Rewrite everything from the line containing "segment --target hummingbird" down to the line containing "256 19 L 256", both lines included and the requests kept. Multiply each coordinate in the answer by 0.95 and round the result to a whole number, with halves rounding up.
═════ LISTING
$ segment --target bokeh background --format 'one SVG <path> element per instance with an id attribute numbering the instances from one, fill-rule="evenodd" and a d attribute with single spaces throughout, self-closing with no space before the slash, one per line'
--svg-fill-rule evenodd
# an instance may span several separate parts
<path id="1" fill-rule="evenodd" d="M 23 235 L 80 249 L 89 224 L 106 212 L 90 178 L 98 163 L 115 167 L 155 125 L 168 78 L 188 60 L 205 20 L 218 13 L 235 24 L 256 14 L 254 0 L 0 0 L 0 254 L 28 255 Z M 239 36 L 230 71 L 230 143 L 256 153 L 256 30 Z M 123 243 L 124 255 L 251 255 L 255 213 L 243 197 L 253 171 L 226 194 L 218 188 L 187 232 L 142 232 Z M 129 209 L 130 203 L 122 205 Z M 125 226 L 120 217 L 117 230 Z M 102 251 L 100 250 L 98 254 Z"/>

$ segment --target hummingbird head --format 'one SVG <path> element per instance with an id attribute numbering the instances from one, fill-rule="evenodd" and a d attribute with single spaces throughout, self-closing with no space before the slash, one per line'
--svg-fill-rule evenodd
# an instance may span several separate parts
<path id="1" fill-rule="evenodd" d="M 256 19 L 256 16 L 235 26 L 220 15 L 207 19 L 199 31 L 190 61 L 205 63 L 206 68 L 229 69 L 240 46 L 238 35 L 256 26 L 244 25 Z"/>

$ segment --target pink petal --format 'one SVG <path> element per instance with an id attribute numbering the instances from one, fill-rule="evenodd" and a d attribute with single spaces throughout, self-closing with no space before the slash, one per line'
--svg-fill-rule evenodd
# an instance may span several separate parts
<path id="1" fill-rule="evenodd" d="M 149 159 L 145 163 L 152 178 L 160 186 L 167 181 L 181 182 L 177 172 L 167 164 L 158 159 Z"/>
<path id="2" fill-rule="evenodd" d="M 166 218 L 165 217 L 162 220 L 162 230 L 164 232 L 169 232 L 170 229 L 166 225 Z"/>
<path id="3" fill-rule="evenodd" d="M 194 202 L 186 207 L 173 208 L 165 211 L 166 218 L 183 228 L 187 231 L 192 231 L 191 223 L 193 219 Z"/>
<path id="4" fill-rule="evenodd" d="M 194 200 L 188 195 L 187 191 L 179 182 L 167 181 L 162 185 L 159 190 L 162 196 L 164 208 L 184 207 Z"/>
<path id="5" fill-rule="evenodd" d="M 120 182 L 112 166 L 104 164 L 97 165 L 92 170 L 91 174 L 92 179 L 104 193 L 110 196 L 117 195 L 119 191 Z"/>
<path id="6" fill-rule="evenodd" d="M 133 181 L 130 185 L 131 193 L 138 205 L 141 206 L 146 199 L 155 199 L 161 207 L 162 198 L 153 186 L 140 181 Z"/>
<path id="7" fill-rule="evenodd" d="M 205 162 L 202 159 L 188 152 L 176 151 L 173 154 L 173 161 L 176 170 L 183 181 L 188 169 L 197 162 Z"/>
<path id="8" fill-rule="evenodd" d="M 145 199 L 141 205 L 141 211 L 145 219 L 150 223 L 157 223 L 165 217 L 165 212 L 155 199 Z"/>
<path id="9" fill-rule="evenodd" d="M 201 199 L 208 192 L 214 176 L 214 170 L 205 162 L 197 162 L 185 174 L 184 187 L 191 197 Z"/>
══════════
RESULT OF THE EXERCISE:
$ segment --target hummingbird head --format 'one SVG <path> element per instance with an id attribute numbering the instances from one, fill-rule="evenodd" and a d attribute with single spaces throughout, self-closing with no space before the slash, one per line'
--svg-fill-rule evenodd
# an instance may span several separate parts
<path id="1" fill-rule="evenodd" d="M 243 18 L 243 15 L 223 25 L 209 14 L 197 18 L 189 29 L 181 58 L 195 60 L 196 65 L 218 66 L 228 44 L 226 33 L 243 25 L 232 24 Z"/>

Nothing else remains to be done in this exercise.